● TAREFA PROPOSTA:
Indique se cada afirmação abaixo está de acordo com o texto sobre a Cultura do Conforto, respondendo sim ou não e citando literalmente as palavras do texto que decidem a questão: (a) a prática tornou-se mais comum sobretudo depois da pandemia de Covid-19; (b) Francisco Ilo considera que o comportamento surgiu com a internet; (c) o Verso conversou com três profissionais.

● TEXTO FORNECIDO:
========
Cultura do Conforto: o que nos faz consumir sempre os mesmos filmes, séries e músicas?

Especialistas refletem se esse comportamento pode ser antídoto para a ansiedade e até mesmo um desgaste da Indústria Cultural

Longos minutos vasculhando o catálogo do streaming, e não dá outra: sempre assistimos às mesmas séries, revisitamos os mesmos filmes e escutamos as mesmas canções. Já teve essa sensação? É a Cultura do Conforto

O comportamento pode ser descrito como modo de encontrar aconchego naquilo que já conhecemos. Então se você já viu “Friends” pela 30ª vez ou não se cansa de reassistir a “Harry Potter”, bem-vindo ao clube.

O Verso conversou com dois profissionais para compreender as maravilhas e os alertas dessa prática cada vez mais comum na rotina de várias pessoas, sobretudo depois da pandemia de Covid-19. Psicoterapeuta comportamental, Francisco Ilo situa que a coisa não é nova, vinda desde antes da internet. A sombra que fica sobre o assunto, porém, tem camadas.
========
● DADOS FORNECIDOS:
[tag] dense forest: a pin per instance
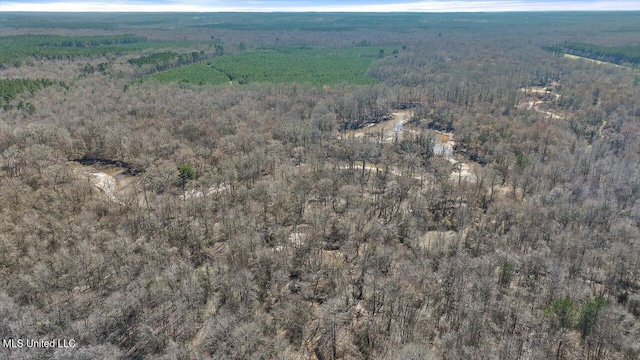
========
● RESPOSTA ABAIXO:
(a) Sim: "sobretudo depois da pandemia de Covid-19".
(b) Não: "a coisa não é nova, vinda desde antes da internet".
(c) Não: "O Verso conversou com dois profissionais".